(Stored data entries)
* * * *

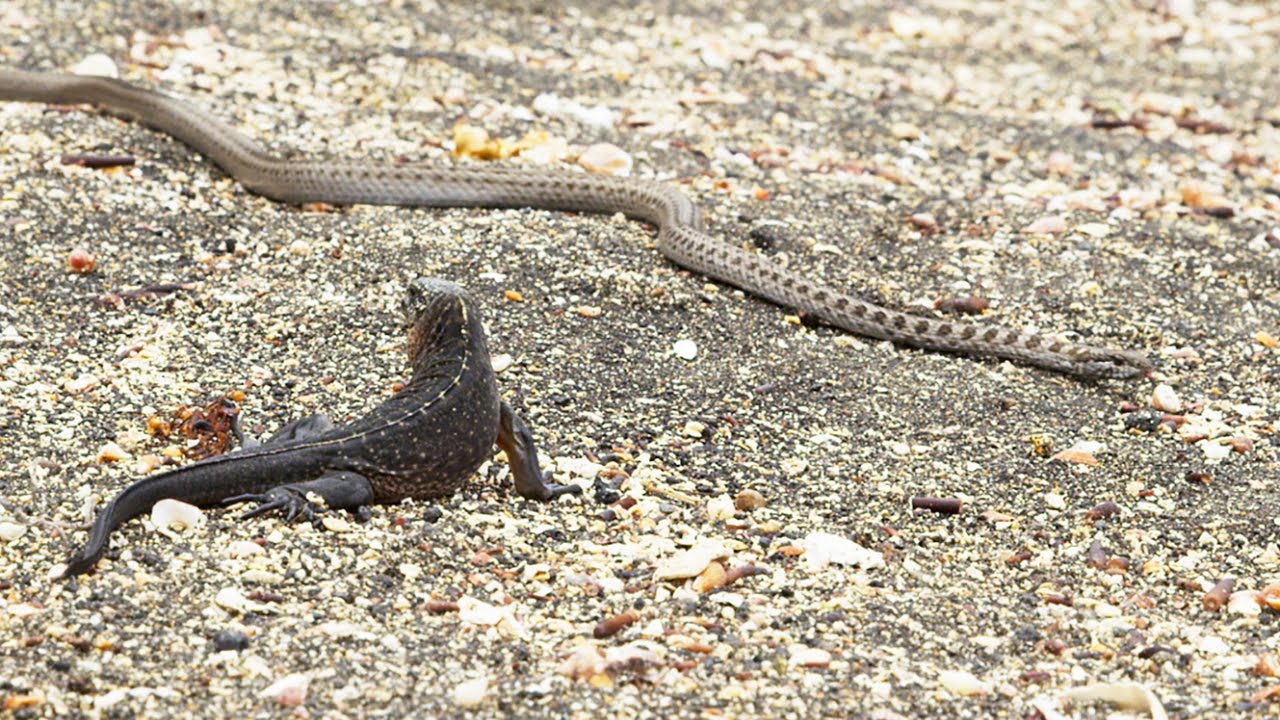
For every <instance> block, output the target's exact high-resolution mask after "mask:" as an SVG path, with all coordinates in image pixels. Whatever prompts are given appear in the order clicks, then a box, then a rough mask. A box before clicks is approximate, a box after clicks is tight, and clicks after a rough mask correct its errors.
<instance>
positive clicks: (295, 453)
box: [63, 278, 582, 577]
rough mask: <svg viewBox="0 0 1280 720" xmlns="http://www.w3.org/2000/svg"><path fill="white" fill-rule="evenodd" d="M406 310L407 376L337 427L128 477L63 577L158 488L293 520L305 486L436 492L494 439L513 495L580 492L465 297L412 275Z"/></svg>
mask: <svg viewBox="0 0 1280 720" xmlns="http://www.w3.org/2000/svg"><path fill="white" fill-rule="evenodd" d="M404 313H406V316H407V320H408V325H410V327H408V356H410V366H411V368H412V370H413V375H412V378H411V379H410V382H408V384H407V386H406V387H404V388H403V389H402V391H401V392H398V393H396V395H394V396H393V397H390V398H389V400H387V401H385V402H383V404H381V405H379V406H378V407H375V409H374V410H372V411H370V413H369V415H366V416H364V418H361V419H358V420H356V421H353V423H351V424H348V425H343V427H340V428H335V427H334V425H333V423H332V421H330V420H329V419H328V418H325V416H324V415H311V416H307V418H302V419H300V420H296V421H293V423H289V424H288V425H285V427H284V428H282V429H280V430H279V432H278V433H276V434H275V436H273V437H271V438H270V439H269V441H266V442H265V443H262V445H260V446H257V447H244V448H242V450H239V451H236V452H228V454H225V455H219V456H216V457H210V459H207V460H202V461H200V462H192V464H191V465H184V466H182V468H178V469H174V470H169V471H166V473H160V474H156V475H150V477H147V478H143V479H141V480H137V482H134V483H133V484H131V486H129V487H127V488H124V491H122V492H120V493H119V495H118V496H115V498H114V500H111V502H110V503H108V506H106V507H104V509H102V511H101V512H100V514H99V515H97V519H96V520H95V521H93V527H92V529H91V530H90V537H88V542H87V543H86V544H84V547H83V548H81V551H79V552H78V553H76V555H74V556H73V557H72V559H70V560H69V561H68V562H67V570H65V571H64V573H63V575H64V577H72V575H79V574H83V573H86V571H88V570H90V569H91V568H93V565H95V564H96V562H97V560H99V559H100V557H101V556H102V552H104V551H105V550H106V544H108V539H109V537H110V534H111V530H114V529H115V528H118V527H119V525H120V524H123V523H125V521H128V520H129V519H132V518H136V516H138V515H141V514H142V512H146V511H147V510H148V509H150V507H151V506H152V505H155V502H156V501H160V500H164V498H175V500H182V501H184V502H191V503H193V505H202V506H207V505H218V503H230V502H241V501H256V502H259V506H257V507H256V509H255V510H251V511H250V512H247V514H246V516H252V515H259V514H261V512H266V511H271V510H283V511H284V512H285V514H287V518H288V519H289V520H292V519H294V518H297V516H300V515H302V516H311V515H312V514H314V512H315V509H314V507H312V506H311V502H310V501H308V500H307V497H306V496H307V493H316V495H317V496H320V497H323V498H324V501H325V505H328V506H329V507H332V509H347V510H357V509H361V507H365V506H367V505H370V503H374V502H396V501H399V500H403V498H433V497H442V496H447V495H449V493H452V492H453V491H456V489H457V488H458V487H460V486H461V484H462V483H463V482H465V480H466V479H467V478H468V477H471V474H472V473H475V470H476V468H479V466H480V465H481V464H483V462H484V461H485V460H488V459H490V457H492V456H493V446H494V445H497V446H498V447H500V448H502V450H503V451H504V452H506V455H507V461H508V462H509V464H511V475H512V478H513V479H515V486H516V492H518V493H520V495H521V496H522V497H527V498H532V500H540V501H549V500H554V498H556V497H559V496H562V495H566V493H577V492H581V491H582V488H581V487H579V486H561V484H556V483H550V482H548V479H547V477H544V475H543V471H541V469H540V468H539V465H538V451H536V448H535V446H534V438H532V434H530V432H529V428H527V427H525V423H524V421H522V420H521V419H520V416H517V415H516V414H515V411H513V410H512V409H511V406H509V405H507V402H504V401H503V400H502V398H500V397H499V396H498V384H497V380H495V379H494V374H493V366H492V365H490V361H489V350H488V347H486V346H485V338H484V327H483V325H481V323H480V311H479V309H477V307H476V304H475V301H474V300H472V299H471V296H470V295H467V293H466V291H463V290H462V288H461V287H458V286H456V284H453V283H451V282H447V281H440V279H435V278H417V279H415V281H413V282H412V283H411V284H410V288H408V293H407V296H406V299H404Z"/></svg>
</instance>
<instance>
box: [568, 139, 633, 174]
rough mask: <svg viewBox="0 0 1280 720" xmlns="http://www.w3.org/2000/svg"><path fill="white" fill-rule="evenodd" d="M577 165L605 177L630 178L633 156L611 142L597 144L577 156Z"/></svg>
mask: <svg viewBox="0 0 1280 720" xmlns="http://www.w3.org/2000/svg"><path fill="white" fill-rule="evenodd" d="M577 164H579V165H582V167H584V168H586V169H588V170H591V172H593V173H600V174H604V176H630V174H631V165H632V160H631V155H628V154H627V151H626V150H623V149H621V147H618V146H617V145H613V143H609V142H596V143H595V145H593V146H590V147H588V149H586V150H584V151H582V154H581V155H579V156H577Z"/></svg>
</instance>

* * * *

▸ Task objective:
Your task is to set down every entry exactly, leaving out any picture it contains.

▸ Task answer:
For every <instance> block, output the target's exact high-resolution mask after "mask:" as an SVG path, with all coordinates in image pixels. Whatever prompts are given appear in the order clicks, then a box, then a rough mask. A box before clicks is approximate, a box after clicks is tight, and clicks after a rough mask correct its errors.
<instance>
positive clicks: (295, 453)
box: [63, 278, 582, 577]
rough mask: <svg viewBox="0 0 1280 720" xmlns="http://www.w3.org/2000/svg"><path fill="white" fill-rule="evenodd" d="M406 310L407 376L337 427L128 477L63 577L158 488L293 520L305 486L436 492L494 439L513 495L580 492L465 297L412 275Z"/></svg>
mask: <svg viewBox="0 0 1280 720" xmlns="http://www.w3.org/2000/svg"><path fill="white" fill-rule="evenodd" d="M404 313H406V316H407V320H408V325H410V327H408V356H410V366H411V368H412V370H413V375H412V378H411V379H410V382H408V384H407V386H406V387H404V388H403V389H402V391H401V392H398V393H396V395H394V396H393V397H390V398H389V400H387V401H385V402H383V404H381V405H379V406H378V407H375V409H374V410H372V411H370V413H369V415H366V416H364V418H361V419H358V420H356V421H353V423H351V424H348V425H343V427H340V428H335V427H334V425H333V423H332V421H330V420H329V419H328V418H325V416H324V415H311V416H307V418H302V419H300V420H296V421H293V423H289V424H288V425H285V427H284V428H282V429H280V430H279V432H278V433H276V434H275V436H273V437H271V438H270V439H269V441H266V442H265V443H262V445H260V446H257V447H244V448H242V450H239V451H236V452H228V454H225V455H219V456H216V457H210V459H207V460H202V461H200V462H192V464H191V465H184V466H182V468H178V469H174V470H169V471H166V473H160V474H156V475H150V477H147V478H143V479H141V480H137V482H134V483H133V484H131V486H129V487H127V488H124V491H122V492H120V493H119V495H118V496H115V498H114V500H111V502H110V503H108V506H106V507H104V509H102V511H101V512H100V514H99V515H97V519H96V520H95V521H93V527H92V529H91V530H90V537H88V542H87V543H86V544H84V547H83V548H81V551H79V552H78V553H76V555H74V556H73V557H72V559H70V560H69V561H68V562H67V570H65V571H64V573H63V575H64V577H72V575H79V574H83V573H86V571H88V570H90V569H91V568H93V565H95V564H96V562H97V560H99V559H100V557H101V556H102V552H104V551H105V550H106V544H108V539H109V537H110V534H111V530H114V529H115V528H118V527H119V525H120V524H123V523H125V521H128V520H129V519H132V518H136V516H138V515H141V514H142V512H146V511H147V510H148V509H150V507H151V506H152V505H155V502H156V501H160V500H164V498H175V500H182V501H184V502H191V503H193V505H202V506H207V505H218V503H230V502H241V501H256V502H259V506H257V507H256V509H255V510H251V511H250V512H247V514H246V516H252V515H259V514H261V512H266V511H271V510H283V511H284V512H285V514H287V518H288V519H289V520H292V519H294V518H297V516H300V515H302V516H311V515H312V514H314V512H315V509H314V507H312V506H311V502H310V501H308V500H307V497H306V496H307V493H316V495H317V496H320V497H323V498H324V501H325V505H328V506H329V507H332V509H347V510H357V509H361V507H365V506H367V505H370V503H374V502H396V501H399V500H403V498H433V497H442V496H447V495H449V493H452V492H453V491H456V489H457V488H458V487H460V486H461V484H462V483H463V482H465V480H466V479H467V478H468V477H471V474H472V473H475V470H476V468H479V466H480V465H481V464H483V462H484V461H485V460H488V459H490V457H492V456H493V446H494V445H497V446H498V447H500V448H502V450H503V451H504V452H506V455H507V461H508V462H509V464H511V475H512V478H513V479H515V486H516V492H518V493H520V495H521V496H522V497H527V498H532V500H540V501H549V500H554V498H556V497H559V496H562V495H566V493H577V492H581V491H582V488H581V487H579V486H561V484H556V483H550V482H548V479H547V477H544V475H543V471H541V469H540V468H539V465H538V451H536V448H535V446H534V438H532V434H530V432H529V428H527V427H525V423H524V421H522V420H521V419H520V416H517V415H516V414H515V411H513V410H512V409H511V406H509V405H507V402H504V401H503V400H502V398H500V397H499V396H498V384H497V380H495V379H494V374H493V366H492V365H490V361H489V350H488V347H486V346H485V338H484V327H483V325H481V323H480V311H479V309H477V307H476V304H475V301H474V300H472V299H471V296H470V295H467V293H466V291H463V290H462V288H461V287H458V286H456V284H453V283H451V282H447V281H440V279H435V278H417V279H415V281H413V282H412V283H411V284H410V288H408V293H407V296H406V299H404Z"/></svg>
</instance>
<instance>
box: [568, 139, 633, 174]
rough mask: <svg viewBox="0 0 1280 720" xmlns="http://www.w3.org/2000/svg"><path fill="white" fill-rule="evenodd" d="M577 165L605 177L630 178L633 156L611 142L597 144L577 156Z"/></svg>
mask: <svg viewBox="0 0 1280 720" xmlns="http://www.w3.org/2000/svg"><path fill="white" fill-rule="evenodd" d="M577 164H579V165H582V167H584V168H586V169H588V170H591V172H593V173H600V174H604V176H630V174H631V165H632V160H631V155H628V154H627V151H626V150H623V149H621V147H618V146H617V145H613V143H609V142H596V143H595V145H593V146H590V147H588V149H586V150H584V151H582V154H581V155H579V156H577Z"/></svg>
</instance>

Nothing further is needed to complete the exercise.